== THE EXERCISE ==
Provide an exact transcription of all the records.

== RECORDS SHOWN ==
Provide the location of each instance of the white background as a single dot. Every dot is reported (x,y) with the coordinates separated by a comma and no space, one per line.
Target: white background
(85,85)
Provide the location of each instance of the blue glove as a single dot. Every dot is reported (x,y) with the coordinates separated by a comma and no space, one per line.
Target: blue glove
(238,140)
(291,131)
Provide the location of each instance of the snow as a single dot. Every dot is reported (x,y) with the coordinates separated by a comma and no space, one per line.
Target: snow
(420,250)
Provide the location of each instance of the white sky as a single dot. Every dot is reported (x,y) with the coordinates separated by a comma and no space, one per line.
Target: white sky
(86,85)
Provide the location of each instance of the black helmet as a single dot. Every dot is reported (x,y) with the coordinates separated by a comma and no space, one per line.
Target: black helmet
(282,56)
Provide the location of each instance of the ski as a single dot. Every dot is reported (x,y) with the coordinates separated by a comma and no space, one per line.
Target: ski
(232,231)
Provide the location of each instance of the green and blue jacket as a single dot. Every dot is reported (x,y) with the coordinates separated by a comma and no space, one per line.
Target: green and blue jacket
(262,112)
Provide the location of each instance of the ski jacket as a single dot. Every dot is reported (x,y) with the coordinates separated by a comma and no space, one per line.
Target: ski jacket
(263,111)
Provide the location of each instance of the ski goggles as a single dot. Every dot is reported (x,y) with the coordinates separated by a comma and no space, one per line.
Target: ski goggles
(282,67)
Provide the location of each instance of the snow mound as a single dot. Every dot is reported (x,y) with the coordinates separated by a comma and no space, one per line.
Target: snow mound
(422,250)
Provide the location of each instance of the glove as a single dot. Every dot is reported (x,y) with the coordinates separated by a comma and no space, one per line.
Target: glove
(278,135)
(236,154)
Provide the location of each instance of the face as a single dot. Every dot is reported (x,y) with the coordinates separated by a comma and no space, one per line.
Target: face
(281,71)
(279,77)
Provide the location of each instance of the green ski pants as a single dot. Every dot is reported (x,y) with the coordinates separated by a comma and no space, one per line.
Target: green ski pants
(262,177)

== TASK RESPONSE ==
Provide the location of each instance of the white background as a single dot. Every dot is reported (x,y) with the coordinates separated by a comma and no space, one per line.
Target: white background
(85,85)
Provide the location of each instance of the blue glove as a single dot. Every dot is reported (x,y) with the coordinates separated by a comma and no space, one per line.
Target: blue glove
(238,140)
(291,131)
Provide the location of each instance of the snow as a single dot. Every dot is reported (x,y) with the coordinates separated by a comma and no space, one per line.
Target: snow
(420,250)
Provide the location of each instance of the white sky as a single dot. Every dot is reported (x,y) with the coordinates separated by a comma and no space, one per line.
Target: white sky
(86,85)
Provide the location of each instance of the black helmet as a single dot. Every dot is reported (x,y) with the coordinates separated by a comma and no space, one per line.
Target: black helmet
(282,56)
Provide the location of each instance of the ski as a single dot. Every dot is reported (x,y) with the coordinates separated by a comma and no space, one per line.
Target: ski
(232,231)
Provide the location of each instance of the green and blue jacket as a single dot. Every dot is reported (x,y) with the coordinates separated by a comma and no space, one per line.
Target: green and blue jacket
(262,112)
Provide the location of each instance of the ski jacket as a single dot. Every dot is reported (x,y) with the coordinates separated by a comma and no space, one per line.
Target: ski jacket
(263,111)
Provide the location of each instance of the ski goggles as a single dot. Every dot is reported (x,y) with the coordinates separated by a comma and no space, one per line.
Target: ski goggles
(282,67)
Provide the location of each instance of the snow mound as a single dot. Every dot is reported (x,y) with the coordinates separated by a comma and no space, one per line.
Target: snow mound
(422,250)
Provide the location of each instance of the glove as a single dot. Every dot is reported (x,y) with the coordinates separated by a comma and no space, one per line.
Target: glove
(278,135)
(236,154)
Provide the location of each instance of the face as a single dot. Every dot is reported (x,y) with the coordinates separated by a comma and no space, one per line.
Target: face
(281,71)
(279,77)
Provide the location of each instance of the green ski pants as a single dot. Every dot is reported (x,y) with the coordinates separated by a comma and no space, one per line.
Target: green ski pants
(262,177)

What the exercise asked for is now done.